◆ OBJECTIVE: Rewrite the entries from the line holding "Target: round white vase" through the line holding "235), (64, 234)]", both included, changing "round white vase" to "white ceramic vase" and leaving everything else unchanged. Return only those lines.

---------- THE INPUT

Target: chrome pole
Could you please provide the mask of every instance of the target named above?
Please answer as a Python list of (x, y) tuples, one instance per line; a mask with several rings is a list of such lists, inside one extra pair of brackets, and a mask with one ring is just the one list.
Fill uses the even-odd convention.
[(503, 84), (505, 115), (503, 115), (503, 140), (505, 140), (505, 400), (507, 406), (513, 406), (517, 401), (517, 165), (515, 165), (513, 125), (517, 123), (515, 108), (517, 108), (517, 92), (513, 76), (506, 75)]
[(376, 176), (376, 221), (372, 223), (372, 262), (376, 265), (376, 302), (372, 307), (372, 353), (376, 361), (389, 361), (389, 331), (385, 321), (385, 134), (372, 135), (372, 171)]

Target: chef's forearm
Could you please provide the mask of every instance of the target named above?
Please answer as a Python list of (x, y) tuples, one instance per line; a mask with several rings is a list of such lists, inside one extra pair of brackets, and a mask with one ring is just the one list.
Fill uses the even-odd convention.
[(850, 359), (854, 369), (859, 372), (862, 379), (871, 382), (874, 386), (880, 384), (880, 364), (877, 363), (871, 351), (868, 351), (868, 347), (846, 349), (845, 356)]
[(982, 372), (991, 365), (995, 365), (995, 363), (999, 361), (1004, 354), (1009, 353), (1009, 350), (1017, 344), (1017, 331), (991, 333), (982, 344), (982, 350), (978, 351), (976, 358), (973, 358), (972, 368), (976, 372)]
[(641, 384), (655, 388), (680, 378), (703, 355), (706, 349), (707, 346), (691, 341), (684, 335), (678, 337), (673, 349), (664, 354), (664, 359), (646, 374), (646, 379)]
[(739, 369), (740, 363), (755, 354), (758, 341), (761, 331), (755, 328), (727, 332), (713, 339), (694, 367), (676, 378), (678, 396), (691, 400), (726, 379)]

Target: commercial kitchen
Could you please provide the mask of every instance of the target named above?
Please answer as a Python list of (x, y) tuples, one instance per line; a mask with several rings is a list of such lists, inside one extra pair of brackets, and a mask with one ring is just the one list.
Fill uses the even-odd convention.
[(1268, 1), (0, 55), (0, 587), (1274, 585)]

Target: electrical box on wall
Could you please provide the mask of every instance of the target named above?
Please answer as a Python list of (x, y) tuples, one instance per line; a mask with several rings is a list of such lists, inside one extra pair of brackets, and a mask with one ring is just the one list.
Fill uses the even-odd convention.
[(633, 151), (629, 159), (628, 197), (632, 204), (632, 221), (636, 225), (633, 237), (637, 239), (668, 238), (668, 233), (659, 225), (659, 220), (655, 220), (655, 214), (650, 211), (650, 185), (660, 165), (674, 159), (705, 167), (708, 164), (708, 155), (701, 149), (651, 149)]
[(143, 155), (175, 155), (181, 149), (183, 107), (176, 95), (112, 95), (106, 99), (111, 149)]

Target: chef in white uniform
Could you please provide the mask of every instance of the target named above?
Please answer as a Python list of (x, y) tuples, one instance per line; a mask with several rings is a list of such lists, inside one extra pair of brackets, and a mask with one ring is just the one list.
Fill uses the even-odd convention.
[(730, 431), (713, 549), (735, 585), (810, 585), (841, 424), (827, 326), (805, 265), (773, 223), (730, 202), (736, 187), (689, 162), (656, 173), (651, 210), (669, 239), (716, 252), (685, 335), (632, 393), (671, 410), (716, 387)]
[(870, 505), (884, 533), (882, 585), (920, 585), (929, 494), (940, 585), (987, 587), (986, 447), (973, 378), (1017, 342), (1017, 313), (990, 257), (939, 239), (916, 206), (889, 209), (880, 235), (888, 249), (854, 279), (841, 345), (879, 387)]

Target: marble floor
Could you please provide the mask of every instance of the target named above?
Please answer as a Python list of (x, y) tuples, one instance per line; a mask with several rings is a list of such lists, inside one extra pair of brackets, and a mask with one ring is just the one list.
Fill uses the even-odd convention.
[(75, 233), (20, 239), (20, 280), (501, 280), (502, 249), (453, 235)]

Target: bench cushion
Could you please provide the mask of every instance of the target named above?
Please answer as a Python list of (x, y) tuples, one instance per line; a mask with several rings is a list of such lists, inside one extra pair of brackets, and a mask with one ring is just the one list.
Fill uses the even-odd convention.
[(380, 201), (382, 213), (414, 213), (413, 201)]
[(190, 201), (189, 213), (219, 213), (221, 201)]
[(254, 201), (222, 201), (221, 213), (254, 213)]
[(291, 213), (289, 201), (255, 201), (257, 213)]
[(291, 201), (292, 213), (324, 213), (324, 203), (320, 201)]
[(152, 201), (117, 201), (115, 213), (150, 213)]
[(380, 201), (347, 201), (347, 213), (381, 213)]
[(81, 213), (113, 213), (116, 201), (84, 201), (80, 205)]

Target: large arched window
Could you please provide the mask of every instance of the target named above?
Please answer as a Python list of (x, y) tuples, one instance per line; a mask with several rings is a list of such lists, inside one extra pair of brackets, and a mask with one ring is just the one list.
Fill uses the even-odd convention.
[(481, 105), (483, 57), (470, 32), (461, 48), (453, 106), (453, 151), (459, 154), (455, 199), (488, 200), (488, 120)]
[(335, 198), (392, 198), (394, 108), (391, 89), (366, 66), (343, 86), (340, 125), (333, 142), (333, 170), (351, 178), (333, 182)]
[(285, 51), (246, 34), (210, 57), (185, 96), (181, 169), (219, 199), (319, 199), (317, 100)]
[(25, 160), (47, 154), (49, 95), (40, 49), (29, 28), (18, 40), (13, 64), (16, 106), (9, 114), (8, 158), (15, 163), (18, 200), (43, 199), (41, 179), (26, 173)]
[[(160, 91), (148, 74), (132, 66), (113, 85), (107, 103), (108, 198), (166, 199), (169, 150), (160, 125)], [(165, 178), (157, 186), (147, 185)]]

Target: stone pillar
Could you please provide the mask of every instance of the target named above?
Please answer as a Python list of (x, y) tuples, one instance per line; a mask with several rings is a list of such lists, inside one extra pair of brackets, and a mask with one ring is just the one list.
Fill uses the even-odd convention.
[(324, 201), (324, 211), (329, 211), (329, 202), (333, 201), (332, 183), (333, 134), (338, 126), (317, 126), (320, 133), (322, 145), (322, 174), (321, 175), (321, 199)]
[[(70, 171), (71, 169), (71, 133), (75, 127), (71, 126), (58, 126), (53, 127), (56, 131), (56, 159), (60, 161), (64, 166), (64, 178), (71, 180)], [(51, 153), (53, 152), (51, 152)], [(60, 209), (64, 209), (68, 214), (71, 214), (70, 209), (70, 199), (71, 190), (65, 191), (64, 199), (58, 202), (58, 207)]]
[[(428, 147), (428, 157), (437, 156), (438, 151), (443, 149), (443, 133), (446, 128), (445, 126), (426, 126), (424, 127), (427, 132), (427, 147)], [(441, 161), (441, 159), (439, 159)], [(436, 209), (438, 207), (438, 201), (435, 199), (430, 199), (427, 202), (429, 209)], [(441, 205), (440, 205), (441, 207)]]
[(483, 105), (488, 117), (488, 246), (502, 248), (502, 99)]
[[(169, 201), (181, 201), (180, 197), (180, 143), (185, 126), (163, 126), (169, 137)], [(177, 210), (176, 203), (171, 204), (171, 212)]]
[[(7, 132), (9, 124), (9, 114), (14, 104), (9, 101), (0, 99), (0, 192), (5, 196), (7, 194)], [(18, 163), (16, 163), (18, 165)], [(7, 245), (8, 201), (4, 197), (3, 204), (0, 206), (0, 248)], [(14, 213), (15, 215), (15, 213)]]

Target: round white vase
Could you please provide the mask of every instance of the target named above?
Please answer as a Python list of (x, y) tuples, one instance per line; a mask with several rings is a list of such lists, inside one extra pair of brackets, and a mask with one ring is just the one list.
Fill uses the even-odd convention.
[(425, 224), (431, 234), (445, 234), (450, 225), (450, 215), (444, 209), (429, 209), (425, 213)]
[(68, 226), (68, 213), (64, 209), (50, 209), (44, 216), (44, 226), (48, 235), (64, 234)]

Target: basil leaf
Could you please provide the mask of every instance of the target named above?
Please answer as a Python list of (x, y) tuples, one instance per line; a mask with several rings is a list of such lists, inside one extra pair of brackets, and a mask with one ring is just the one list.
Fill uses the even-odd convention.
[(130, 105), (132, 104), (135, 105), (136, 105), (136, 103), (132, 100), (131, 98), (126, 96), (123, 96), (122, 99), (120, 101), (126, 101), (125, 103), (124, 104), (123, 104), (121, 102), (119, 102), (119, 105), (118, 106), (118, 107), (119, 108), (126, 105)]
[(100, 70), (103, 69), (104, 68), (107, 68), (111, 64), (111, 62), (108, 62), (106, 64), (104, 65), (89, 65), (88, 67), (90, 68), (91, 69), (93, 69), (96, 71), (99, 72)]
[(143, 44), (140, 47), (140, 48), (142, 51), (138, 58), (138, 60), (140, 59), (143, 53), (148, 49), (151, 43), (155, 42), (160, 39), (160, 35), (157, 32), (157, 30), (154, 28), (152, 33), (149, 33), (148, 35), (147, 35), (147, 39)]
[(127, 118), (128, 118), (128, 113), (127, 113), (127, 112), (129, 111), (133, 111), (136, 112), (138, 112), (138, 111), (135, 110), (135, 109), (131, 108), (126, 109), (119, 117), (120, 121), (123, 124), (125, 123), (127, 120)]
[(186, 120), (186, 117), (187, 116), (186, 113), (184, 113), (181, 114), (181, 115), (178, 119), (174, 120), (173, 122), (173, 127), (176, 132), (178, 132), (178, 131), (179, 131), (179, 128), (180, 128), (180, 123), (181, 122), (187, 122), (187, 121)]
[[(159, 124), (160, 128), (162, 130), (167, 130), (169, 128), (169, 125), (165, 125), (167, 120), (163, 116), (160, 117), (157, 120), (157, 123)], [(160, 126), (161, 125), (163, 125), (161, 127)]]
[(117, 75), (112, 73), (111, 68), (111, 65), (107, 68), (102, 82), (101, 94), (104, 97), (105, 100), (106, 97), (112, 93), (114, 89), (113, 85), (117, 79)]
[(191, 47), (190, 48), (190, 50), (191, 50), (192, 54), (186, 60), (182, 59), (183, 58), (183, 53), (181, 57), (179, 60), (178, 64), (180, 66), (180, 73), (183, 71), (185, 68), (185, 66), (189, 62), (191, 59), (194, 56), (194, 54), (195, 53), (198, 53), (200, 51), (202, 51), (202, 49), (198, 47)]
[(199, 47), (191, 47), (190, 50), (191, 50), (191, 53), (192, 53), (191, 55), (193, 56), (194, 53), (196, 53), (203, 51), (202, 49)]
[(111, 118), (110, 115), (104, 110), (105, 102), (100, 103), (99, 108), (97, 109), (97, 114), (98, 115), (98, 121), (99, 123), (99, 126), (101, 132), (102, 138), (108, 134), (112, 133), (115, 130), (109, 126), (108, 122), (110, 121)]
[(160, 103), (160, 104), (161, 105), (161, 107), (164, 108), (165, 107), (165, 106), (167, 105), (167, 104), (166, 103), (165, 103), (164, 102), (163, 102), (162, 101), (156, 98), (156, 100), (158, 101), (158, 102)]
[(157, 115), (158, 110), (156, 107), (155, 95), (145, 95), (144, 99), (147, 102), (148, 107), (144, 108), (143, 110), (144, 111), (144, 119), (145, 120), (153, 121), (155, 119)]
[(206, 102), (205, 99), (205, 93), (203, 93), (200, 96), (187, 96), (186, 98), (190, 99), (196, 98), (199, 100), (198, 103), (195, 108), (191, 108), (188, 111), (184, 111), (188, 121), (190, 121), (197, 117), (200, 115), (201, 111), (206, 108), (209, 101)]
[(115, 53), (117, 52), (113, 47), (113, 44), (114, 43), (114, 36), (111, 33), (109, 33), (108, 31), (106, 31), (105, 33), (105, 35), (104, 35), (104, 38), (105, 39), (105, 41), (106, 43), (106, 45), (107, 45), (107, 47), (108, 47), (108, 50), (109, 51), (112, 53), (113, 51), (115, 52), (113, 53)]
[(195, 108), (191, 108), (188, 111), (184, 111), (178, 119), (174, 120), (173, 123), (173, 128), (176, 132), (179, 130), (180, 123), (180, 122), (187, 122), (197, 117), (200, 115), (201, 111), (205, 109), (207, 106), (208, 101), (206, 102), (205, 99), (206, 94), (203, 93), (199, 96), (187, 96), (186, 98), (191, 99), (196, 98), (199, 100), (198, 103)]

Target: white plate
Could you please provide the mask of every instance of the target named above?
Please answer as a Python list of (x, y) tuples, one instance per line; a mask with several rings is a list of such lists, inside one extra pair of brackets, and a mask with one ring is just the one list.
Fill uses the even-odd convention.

--------------------

◆ SOLUTION TO THIS EXERCISE:
Target: white ceramic vase
Could you please provide the mask of every instance of the target named above?
Please answer as a Python list of (x, y) tuples, one instance per line; a mask with several rings is a list of such lists, inside one extra pair of brackets, and a mask with one ring is just the one list.
Fill uses the even-odd convention.
[(425, 224), (431, 234), (445, 234), (450, 225), (450, 215), (444, 209), (429, 209), (425, 213)]
[(68, 226), (68, 213), (64, 209), (50, 209), (44, 216), (44, 226), (48, 235), (64, 234)]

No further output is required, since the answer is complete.